Der Spielfilm "Mes - Lauf!" von Shiar Abdi erinnert an die Eskalation der türkisch-kurdischen Auseinandersetzungen in den achtziger Jahren. Nach dem Militärputsch in der Türkei gehen in Cengos (Abdullah Ado) Heimatstadt Nuseybin Soldaten mit Waffengewalt gegen Separatisten, Widerstandskämpfer und deren Angehörige vor. Die kurdische Sprache ist damals in der Öffentlichkeit verboten. Erst seit ungefähr einem Jahrzehnt wird der Minderheit ein wenig mehr Autonomie und kulturelle Selbstentfaltung ermöglicht. So darf auch wieder kurdisch gesprochen werden. Dieser Film ist komplett in kurdischer Sprache aufgenommen. Zwar stand er in Gefahr, verboten zu werden, konnte aber schließlich doch 2011 in Nuseybin uraufgeführt werden, bevor er auf mehreren Festivals, auch in der Türkei, gezeigt wurde.
Im Film fallen Schüsse und die Soldaten dringen in die Häuser ein, um nach bewaffneten Männern zu suchen. Mit Leuten, die sich den Befehlen widersetzen, wird kurzer Prozess gemacht. Cengo ist in der Geschichte ein kindlicher Beobachter, den die Erlebnisse radikalisieren. Am Ende des Films informiert eine Texteinblendung, dass er acht Jahre später den Platz seines älteren Bruders, eines getöteten Freiheitskämpfers, eingenommen hat.

- [Aufgaben zur Übung]
(1) In welchem Jahr und in welcher Stadt wurde der Film laut dem Auszug uraufgeführt?
(2) Wie lautet der Satz „Dieser Film ist komplett in kurdischer Sprache aufgenommen.“ aus dem Auszug auf Englisch?

- [Bereitgestelltes Material]
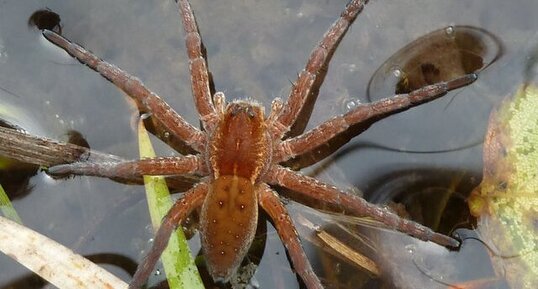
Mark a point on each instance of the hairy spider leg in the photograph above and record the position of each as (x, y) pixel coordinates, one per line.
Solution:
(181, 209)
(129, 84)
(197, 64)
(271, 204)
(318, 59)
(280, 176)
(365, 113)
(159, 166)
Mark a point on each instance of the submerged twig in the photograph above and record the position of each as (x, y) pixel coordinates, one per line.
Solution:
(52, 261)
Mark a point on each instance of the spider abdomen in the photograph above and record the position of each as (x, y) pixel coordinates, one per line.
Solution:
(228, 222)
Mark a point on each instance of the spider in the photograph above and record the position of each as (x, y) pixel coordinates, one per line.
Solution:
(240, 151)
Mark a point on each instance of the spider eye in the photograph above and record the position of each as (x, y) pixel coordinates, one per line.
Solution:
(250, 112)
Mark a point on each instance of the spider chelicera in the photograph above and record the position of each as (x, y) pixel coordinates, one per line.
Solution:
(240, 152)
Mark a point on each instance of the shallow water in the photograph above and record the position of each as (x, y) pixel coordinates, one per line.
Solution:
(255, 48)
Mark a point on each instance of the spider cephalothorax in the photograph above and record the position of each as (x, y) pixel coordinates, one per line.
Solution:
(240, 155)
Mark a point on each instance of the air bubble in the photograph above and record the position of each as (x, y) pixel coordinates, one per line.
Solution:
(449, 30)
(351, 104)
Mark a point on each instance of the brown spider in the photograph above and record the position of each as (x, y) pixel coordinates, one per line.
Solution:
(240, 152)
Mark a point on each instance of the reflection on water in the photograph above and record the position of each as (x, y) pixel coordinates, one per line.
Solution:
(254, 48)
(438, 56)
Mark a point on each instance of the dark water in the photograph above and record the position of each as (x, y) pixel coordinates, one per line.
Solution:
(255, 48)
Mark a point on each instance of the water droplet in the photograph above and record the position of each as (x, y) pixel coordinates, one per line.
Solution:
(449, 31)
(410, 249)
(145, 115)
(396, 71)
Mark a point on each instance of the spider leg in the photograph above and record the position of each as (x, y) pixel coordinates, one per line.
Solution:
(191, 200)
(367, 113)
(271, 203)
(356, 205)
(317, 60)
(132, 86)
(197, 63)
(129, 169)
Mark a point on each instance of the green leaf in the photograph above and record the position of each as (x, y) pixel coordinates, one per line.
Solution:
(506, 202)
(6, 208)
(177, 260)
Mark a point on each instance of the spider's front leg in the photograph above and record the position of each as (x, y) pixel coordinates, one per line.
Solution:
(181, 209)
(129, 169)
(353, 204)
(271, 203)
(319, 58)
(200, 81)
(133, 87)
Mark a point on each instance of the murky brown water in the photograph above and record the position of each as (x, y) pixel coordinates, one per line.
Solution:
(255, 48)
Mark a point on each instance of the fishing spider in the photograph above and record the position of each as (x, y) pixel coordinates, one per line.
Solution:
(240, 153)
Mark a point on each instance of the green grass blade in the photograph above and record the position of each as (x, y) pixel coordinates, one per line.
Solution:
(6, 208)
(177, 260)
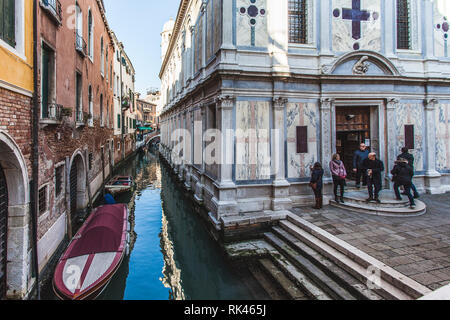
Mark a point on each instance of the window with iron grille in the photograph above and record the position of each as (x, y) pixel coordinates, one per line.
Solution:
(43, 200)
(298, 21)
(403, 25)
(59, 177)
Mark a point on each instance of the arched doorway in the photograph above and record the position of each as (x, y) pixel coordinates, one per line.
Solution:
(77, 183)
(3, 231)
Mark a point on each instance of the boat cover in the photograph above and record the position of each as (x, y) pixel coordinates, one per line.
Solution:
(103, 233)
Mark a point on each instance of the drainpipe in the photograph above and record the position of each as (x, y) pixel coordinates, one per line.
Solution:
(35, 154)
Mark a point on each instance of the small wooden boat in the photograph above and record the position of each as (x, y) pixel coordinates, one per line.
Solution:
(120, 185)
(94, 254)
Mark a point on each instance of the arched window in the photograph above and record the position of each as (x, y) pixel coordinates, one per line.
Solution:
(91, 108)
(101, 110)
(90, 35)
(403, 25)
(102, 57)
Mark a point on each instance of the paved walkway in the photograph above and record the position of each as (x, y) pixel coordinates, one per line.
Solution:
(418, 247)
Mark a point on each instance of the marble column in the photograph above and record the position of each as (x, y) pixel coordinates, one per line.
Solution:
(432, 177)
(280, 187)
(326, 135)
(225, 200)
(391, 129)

- [Lösungen der Aufgaben]
(1) 2011 in Nuseybin.

(2) This film was shot entirely in Kurdish.